• EXERCISE REQUIREMENTS: Return the stretch of the data from the line containing "Pick out the runway" through the end, word for word.

Some records:
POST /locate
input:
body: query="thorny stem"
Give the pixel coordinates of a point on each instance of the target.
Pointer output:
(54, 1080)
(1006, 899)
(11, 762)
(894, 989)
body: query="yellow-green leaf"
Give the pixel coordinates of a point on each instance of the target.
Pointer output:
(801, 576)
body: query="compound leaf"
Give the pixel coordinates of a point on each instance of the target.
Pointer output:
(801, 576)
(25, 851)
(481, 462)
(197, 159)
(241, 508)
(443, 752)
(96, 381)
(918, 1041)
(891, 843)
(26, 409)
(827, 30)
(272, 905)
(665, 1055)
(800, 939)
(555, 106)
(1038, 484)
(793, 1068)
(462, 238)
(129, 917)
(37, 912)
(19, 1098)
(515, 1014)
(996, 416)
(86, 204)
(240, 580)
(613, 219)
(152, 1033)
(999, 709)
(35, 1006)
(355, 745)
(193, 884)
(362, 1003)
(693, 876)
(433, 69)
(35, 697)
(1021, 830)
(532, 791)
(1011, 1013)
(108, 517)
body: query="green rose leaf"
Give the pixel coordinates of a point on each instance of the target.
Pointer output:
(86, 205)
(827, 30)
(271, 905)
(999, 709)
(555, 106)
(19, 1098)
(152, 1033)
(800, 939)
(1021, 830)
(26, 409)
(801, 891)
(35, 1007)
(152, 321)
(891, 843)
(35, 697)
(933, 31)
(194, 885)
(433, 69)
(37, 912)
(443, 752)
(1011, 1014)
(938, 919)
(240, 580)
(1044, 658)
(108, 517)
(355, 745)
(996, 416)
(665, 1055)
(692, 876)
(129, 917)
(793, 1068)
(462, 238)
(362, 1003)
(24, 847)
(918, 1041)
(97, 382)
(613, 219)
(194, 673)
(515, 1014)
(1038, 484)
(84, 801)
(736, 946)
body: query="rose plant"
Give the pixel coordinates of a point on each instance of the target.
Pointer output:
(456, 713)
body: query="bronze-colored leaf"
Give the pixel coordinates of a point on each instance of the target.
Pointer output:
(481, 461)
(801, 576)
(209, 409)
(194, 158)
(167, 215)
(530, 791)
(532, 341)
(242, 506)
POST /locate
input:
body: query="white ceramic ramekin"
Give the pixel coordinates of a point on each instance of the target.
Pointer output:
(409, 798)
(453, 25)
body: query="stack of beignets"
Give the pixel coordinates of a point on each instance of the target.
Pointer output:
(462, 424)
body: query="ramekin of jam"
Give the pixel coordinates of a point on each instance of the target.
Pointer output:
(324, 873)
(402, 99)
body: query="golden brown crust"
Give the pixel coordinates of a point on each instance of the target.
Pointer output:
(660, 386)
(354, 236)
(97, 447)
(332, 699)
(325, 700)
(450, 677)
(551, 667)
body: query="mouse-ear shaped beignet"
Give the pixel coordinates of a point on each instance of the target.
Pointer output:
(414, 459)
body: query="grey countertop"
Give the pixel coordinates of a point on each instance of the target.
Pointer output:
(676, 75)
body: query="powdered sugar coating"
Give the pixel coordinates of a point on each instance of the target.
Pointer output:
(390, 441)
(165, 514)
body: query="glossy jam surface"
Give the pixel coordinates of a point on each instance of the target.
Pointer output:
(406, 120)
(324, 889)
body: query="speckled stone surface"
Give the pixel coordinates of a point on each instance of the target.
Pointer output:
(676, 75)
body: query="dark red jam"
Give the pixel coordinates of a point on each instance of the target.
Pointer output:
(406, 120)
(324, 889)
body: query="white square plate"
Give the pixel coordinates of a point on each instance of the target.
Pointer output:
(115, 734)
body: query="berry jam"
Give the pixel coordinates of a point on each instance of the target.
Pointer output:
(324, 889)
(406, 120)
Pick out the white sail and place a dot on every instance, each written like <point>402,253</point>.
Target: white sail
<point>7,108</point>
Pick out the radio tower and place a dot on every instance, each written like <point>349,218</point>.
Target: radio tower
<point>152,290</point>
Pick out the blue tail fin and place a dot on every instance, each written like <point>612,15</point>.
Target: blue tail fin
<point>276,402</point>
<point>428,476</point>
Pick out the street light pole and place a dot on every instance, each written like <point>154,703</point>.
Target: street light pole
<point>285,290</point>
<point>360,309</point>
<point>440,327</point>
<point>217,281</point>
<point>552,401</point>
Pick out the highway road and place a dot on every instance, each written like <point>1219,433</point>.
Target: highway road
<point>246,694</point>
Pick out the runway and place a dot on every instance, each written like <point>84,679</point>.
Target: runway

• THE ANSWER:
Pick out the runway and place a dot on every instance, each written like <point>84,679</point>.
Target: runway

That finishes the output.